Reproduce every line of the material from the line with "Where can you find the red" to the line with "pixel 94 359", both of those lines included, and raise each coordinate in the answers by 107. Give nothing outside that span.

Data to use:
☆ ☆ ☆ ☆

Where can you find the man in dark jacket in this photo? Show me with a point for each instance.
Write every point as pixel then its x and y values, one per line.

☆ ☆ ☆ ☆

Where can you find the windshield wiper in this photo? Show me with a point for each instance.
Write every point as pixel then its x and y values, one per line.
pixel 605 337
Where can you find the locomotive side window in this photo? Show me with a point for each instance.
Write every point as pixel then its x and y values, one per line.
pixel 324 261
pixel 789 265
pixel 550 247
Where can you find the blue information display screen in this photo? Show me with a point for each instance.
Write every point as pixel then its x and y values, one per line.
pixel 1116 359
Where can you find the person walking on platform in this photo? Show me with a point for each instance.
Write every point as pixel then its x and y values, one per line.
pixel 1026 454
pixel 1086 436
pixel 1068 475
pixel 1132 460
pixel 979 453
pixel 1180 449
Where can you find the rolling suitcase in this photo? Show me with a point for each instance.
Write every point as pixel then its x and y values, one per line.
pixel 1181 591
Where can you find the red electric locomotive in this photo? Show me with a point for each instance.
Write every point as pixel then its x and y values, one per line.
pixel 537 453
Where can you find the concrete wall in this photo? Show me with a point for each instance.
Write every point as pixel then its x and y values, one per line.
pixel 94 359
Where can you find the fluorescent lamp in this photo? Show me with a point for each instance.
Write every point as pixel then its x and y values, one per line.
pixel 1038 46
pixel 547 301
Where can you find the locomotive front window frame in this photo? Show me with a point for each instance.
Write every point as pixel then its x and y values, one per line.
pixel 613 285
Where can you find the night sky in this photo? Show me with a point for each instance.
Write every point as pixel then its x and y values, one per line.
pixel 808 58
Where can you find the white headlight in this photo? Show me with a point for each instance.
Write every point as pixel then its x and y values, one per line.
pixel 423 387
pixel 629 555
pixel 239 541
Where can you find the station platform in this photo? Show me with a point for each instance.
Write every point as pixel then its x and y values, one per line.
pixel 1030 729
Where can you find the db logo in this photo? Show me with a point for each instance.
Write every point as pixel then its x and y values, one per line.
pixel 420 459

☆ ☆ ☆ ☆

Result of the exercise:
Where can you find the red electric locomotive in this photo? Show me with a point for each instance.
Write every point as pixel then its x and y values, one per line.
pixel 644 560
Where can you find the concrete wall in this photo? Show me with a point for each instance.
Write every point as pixel then its x and y values, one per line.
pixel 201 466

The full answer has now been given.